Problem to work on:
Your answer must consist solely of the line containing "Locate every instance of the cream" and each line after it through the end of the data, copied exactly.

Task material:

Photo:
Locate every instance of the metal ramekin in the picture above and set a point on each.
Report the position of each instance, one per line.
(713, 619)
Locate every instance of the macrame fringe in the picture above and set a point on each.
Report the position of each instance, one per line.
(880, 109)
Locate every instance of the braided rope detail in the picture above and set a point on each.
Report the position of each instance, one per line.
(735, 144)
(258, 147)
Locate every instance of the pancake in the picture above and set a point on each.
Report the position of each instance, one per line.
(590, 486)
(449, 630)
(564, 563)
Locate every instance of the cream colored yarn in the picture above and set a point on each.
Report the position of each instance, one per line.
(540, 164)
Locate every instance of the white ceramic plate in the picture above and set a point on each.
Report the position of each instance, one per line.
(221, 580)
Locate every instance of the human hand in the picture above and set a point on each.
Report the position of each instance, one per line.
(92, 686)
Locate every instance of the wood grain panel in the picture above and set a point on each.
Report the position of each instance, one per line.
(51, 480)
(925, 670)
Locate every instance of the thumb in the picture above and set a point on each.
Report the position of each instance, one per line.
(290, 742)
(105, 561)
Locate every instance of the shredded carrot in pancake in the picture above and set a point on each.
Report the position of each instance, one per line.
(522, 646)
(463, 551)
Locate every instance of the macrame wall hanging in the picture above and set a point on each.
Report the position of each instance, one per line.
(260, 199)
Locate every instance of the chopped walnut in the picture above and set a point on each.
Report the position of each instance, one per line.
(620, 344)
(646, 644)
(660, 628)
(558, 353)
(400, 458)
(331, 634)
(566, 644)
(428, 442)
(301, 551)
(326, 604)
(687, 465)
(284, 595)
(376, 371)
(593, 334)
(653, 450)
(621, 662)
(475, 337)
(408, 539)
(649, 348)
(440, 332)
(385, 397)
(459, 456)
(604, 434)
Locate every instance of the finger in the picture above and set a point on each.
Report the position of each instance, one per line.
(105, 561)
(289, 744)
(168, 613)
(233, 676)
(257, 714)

Exercise solution:
Locate every instance of the cream colored yarn in the picture above and set a point on each.
Report the position of each instance, one per line.
(540, 164)
Locate every instance of the white ceramic plate in the picture above and set a point on each.
Report the position of each instance, one per line.
(221, 580)
Locate every instance of the human hand in the picture above and set a point on each.
Report the position of each instance, one per line.
(92, 686)
Locate every instance of the wood grain panel in the picture above and set a point on each.
Report the position of each instance, one per line.
(51, 480)
(925, 670)
Locate every instance of the thumb in the picture above and set a point on each.
Report the position of each instance, one per line.
(290, 742)
(105, 561)
Locate every instance of the shredded carrot in pancake in the picture above and set a point on each.
Report the position of each instance, one per line.
(522, 646)
(463, 551)
Locate every instance of the macrame wall hanging in the picture above and set a point on each.
Report the position of each instance, one per line.
(260, 199)
Locate every instance of the chopped walnut in the picture above and set a point on each.
Report the position of each instance, one per line.
(620, 344)
(646, 644)
(660, 628)
(558, 353)
(400, 458)
(331, 634)
(566, 644)
(428, 442)
(301, 551)
(326, 604)
(687, 465)
(284, 595)
(376, 371)
(593, 334)
(653, 450)
(621, 662)
(475, 337)
(408, 539)
(649, 348)
(440, 332)
(385, 397)
(459, 456)
(604, 434)
Locate every instance of the finger in the picture above and set a point on each.
Report the position of each instance, one per line.
(105, 561)
(289, 744)
(168, 613)
(233, 676)
(257, 714)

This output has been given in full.